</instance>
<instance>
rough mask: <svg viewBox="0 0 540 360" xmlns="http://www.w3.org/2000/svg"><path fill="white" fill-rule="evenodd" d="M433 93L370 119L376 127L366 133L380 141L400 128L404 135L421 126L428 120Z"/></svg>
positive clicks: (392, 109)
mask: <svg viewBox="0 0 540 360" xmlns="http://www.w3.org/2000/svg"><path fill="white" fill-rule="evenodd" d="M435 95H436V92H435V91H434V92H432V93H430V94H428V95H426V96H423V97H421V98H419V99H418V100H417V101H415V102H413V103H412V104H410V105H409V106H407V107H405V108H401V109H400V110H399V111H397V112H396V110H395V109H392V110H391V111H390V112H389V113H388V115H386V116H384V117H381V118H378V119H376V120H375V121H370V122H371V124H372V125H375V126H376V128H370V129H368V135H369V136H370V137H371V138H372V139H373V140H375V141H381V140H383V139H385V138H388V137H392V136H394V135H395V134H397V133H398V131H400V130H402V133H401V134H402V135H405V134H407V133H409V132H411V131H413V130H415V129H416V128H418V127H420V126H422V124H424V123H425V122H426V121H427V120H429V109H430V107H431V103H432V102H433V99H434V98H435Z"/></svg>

^^^^^^^^

**Task requirements**
Every line above is to be transcribed exactly, with nothing missed.

**Response to the task**
</instance>
<instance>
rough mask: <svg viewBox="0 0 540 360" xmlns="http://www.w3.org/2000/svg"><path fill="white" fill-rule="evenodd" d="M433 93L370 119L376 127L366 133L380 141L400 128L404 135L421 126L428 120Z"/></svg>
positive clicks: (392, 109)
mask: <svg viewBox="0 0 540 360" xmlns="http://www.w3.org/2000/svg"><path fill="white" fill-rule="evenodd" d="M435 95H436V92H435V91H434V92H432V93H430V94H428V95H426V96H423V97H421V98H419V99H418V100H417V101H415V102H413V103H412V104H410V105H409V106H407V107H405V108H401V109H400V110H399V111H397V112H396V110H395V109H392V110H391V111H390V112H389V113H388V115H386V116H384V117H381V118H378V119H376V120H375V121H370V122H371V124H372V125H375V126H376V128H370V129H368V135H369V136H370V137H371V138H372V139H373V140H375V141H381V140H383V139H385V138H388V137H392V136H394V135H395V134H397V133H398V131H400V130H402V133H401V134H402V135H405V134H407V133H409V132H411V131H413V130H415V129H416V128H418V127H420V126H422V124H424V123H425V122H426V121H427V120H429V109H430V107H431V103H432V102H433V99H434V98H435Z"/></svg>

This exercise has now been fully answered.